Entries from an annotation dataset:
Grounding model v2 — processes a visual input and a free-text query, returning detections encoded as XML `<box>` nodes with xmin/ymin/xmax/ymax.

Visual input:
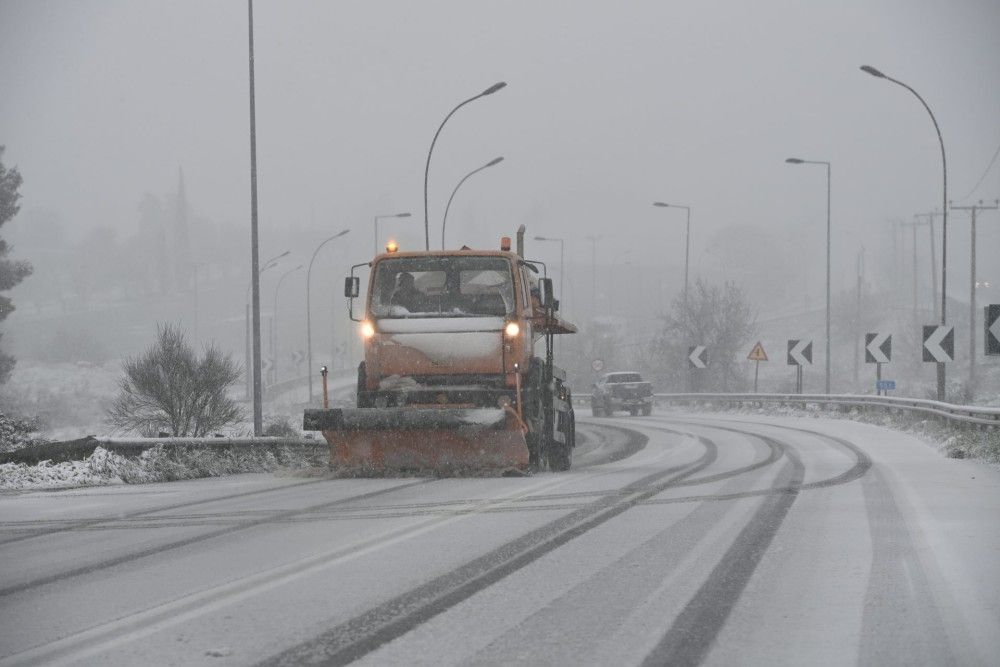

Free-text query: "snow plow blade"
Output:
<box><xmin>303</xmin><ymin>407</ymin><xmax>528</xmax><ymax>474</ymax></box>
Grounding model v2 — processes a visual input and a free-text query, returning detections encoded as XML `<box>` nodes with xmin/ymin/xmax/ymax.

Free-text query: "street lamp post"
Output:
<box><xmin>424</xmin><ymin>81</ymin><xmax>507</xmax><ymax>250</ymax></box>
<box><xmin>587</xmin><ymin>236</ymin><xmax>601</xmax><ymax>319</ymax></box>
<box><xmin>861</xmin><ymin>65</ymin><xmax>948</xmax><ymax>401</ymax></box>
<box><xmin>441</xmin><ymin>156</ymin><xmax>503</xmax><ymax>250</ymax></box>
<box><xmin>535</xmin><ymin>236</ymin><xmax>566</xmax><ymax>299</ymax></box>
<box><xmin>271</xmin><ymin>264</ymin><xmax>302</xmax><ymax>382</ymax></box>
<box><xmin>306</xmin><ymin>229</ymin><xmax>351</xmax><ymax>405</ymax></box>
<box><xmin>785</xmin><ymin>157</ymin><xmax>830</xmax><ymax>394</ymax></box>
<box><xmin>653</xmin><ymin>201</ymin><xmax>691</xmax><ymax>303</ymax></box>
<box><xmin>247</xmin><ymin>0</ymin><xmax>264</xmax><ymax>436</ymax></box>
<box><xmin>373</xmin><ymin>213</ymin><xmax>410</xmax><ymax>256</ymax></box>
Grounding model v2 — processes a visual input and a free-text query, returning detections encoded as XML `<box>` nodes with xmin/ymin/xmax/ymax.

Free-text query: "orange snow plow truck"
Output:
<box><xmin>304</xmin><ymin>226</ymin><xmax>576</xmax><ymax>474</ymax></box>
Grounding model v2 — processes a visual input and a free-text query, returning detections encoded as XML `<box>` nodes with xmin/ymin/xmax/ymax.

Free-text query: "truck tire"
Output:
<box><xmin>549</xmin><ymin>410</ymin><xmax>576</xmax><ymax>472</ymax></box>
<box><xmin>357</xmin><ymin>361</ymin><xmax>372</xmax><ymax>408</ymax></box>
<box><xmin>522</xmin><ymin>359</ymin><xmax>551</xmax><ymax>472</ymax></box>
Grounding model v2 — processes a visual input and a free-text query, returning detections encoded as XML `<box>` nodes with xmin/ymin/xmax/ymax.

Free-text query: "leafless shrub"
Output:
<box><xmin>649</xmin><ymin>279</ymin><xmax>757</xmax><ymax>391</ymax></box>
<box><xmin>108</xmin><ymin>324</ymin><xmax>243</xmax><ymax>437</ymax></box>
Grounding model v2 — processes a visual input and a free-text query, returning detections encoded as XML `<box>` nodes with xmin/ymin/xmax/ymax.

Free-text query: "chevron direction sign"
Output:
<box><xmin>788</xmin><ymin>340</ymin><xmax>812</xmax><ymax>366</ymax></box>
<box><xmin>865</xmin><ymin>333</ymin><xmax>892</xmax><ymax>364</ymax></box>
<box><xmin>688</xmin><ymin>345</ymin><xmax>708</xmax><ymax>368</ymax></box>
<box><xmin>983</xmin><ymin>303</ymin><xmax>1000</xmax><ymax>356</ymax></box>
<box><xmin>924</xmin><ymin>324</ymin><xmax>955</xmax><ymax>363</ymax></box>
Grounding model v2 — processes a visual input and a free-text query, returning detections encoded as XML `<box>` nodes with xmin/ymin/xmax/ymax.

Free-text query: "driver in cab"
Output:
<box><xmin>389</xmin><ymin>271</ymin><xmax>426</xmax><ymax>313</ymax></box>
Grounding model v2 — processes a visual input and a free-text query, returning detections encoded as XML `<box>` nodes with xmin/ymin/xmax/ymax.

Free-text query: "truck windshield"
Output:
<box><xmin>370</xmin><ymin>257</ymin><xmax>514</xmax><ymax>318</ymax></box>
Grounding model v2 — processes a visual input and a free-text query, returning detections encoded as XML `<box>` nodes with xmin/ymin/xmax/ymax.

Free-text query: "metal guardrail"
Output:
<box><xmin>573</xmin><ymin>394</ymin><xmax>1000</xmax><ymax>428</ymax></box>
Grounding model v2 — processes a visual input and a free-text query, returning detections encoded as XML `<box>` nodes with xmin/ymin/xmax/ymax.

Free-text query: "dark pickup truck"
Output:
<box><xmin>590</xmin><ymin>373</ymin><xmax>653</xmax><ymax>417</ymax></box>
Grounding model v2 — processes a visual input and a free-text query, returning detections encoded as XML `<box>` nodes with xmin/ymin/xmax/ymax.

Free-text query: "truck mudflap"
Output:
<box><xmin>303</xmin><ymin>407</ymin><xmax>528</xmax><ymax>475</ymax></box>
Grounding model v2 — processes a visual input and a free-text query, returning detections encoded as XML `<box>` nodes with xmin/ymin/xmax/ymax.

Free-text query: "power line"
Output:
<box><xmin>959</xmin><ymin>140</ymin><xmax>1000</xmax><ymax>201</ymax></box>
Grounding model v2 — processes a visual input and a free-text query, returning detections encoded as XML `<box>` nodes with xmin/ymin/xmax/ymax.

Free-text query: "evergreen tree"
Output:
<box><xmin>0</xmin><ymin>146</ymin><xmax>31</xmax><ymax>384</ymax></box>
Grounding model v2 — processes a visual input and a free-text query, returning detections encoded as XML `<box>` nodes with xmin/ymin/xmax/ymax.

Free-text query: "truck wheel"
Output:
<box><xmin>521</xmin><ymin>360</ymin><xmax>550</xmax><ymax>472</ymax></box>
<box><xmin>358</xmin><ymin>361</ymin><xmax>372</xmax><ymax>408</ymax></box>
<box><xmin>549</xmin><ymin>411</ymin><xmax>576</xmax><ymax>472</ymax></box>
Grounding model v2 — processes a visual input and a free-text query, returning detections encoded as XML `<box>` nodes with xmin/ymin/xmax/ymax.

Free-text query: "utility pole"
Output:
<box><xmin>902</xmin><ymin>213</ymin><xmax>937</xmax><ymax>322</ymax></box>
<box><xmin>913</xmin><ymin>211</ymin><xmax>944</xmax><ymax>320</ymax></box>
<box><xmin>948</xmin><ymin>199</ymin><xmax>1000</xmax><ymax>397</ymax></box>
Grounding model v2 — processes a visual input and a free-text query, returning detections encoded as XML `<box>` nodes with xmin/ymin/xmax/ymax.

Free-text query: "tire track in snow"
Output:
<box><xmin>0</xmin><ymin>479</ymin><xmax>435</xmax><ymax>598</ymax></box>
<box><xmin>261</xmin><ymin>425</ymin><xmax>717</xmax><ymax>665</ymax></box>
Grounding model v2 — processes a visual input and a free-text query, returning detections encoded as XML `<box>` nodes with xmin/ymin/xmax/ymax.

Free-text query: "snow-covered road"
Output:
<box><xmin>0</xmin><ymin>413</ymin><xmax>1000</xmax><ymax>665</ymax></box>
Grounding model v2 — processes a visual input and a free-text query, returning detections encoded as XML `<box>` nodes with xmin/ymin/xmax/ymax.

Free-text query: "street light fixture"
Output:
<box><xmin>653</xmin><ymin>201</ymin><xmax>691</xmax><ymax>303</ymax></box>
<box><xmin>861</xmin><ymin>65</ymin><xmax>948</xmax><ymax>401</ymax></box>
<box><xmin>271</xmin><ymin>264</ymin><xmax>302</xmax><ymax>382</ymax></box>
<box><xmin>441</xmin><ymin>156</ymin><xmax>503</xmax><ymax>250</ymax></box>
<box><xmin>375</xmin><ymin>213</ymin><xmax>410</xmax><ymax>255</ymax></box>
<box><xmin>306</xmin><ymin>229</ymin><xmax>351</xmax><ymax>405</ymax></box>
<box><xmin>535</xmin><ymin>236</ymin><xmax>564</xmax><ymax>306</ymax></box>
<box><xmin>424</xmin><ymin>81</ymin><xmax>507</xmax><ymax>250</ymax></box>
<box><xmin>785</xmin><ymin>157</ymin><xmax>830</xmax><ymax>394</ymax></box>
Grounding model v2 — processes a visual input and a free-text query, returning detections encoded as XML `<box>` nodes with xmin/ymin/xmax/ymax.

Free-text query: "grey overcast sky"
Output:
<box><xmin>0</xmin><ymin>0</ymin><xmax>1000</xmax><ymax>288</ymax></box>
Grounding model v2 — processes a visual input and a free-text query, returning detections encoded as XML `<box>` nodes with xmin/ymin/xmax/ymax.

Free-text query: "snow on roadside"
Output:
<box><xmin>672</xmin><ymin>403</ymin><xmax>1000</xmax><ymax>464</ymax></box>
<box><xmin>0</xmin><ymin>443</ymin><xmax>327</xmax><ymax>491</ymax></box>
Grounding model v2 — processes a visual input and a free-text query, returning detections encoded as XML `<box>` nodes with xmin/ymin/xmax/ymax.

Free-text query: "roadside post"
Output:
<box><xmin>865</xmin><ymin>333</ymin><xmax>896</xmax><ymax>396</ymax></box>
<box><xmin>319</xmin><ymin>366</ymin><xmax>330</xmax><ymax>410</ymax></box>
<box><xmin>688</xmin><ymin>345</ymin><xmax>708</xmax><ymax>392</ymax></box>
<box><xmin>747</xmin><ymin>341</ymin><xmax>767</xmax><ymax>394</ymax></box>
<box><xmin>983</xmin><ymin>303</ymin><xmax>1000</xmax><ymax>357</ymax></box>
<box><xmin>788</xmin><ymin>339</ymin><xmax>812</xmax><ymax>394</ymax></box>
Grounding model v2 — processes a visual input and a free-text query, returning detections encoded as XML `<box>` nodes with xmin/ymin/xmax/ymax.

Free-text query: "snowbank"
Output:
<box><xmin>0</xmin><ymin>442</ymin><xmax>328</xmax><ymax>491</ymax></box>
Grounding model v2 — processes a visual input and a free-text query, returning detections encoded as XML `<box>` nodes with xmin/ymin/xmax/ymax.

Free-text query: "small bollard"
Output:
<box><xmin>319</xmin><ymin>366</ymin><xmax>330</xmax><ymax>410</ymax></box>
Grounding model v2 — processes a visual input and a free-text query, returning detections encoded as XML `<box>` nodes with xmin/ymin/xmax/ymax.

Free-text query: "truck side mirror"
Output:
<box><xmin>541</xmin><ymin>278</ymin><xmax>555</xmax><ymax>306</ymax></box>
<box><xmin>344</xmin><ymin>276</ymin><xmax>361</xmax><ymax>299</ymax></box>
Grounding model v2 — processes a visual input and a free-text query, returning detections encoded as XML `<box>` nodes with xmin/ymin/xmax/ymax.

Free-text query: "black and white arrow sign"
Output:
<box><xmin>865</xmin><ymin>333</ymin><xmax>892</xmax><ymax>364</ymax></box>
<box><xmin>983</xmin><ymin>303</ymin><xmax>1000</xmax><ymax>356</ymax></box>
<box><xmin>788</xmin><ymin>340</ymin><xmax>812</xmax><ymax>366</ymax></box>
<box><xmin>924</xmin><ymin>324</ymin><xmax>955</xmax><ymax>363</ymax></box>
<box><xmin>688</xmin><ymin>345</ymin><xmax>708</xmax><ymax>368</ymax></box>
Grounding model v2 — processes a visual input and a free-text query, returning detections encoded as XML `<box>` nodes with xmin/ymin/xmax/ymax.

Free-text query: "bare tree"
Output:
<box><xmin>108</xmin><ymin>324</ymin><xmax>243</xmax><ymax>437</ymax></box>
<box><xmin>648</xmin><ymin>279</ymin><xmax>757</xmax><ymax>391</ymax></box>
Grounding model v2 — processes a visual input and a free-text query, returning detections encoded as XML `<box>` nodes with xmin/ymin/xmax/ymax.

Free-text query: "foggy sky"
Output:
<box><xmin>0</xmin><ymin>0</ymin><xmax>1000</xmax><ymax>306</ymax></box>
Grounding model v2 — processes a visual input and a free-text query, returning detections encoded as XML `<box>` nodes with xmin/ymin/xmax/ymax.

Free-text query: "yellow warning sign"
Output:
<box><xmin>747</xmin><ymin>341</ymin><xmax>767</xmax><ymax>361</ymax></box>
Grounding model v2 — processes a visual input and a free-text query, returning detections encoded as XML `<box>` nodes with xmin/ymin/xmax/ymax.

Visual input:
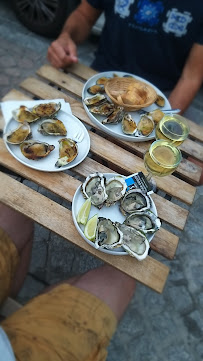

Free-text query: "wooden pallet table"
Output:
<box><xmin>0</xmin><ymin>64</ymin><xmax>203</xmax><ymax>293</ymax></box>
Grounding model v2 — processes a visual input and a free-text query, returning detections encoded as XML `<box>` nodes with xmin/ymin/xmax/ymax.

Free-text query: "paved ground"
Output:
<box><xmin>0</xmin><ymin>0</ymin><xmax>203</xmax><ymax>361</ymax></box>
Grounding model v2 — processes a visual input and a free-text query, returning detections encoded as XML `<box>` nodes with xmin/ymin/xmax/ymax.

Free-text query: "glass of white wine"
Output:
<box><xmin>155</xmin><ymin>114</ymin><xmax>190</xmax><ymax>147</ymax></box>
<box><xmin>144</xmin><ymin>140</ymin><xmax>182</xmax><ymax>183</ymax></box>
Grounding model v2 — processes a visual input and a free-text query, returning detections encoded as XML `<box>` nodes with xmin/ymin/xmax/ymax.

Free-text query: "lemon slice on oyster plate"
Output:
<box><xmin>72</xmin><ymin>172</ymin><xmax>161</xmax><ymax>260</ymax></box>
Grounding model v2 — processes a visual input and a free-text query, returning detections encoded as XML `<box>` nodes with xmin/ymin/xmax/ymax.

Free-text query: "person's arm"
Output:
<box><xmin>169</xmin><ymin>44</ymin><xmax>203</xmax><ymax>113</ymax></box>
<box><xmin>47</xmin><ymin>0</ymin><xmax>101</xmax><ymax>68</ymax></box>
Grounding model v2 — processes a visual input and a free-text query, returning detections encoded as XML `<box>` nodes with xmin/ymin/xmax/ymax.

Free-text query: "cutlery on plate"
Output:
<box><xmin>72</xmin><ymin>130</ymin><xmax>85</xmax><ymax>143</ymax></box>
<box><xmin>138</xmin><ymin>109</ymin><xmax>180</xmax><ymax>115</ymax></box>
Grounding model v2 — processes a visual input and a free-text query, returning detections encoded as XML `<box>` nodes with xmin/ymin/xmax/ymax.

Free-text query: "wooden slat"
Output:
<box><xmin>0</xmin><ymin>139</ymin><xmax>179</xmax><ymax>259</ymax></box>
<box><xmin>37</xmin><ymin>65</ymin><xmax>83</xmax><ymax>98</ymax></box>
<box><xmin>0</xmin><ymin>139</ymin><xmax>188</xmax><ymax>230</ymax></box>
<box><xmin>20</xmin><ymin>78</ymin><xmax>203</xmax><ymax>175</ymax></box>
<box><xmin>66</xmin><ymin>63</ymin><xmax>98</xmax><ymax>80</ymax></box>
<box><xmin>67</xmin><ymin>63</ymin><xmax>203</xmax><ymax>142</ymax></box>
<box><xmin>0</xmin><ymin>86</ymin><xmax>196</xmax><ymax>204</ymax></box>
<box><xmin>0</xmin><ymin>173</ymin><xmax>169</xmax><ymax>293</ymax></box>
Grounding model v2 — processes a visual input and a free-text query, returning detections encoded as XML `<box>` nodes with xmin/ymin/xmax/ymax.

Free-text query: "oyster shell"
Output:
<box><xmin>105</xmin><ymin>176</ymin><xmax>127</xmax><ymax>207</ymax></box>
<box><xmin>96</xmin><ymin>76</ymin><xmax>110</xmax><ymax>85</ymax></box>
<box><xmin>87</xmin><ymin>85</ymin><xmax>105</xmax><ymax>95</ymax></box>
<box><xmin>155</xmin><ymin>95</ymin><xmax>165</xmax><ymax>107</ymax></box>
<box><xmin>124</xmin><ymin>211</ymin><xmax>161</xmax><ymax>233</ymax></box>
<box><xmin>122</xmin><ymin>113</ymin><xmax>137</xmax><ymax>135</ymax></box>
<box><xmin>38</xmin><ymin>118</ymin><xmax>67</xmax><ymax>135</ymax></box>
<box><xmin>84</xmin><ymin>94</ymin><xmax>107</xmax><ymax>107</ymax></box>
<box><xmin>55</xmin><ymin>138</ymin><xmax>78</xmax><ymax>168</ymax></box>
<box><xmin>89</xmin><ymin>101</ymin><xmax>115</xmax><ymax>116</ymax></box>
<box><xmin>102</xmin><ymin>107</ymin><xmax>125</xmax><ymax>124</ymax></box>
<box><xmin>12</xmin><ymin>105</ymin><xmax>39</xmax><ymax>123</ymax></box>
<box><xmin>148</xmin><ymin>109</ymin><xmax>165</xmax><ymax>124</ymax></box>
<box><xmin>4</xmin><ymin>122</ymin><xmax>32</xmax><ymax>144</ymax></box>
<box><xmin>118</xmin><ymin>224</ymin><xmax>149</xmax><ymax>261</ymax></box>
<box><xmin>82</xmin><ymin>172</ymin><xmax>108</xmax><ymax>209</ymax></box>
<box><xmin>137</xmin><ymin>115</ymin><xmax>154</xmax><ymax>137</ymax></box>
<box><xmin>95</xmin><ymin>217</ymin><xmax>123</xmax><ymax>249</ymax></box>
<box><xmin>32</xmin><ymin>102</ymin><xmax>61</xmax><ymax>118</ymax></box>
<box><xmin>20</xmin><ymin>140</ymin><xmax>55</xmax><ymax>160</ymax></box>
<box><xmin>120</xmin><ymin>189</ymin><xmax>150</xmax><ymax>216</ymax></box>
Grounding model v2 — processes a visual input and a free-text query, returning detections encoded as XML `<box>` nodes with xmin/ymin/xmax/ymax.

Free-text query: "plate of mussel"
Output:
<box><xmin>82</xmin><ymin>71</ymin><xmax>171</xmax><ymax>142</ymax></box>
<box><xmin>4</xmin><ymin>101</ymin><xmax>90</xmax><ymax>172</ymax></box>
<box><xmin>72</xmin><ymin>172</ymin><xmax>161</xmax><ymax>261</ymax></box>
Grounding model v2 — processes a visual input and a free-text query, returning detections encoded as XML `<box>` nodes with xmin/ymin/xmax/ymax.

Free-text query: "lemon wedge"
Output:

## Exercise instructions
State how many of the lines above contain the string "tire", counting only matches with the same case.

## Exercise answer
2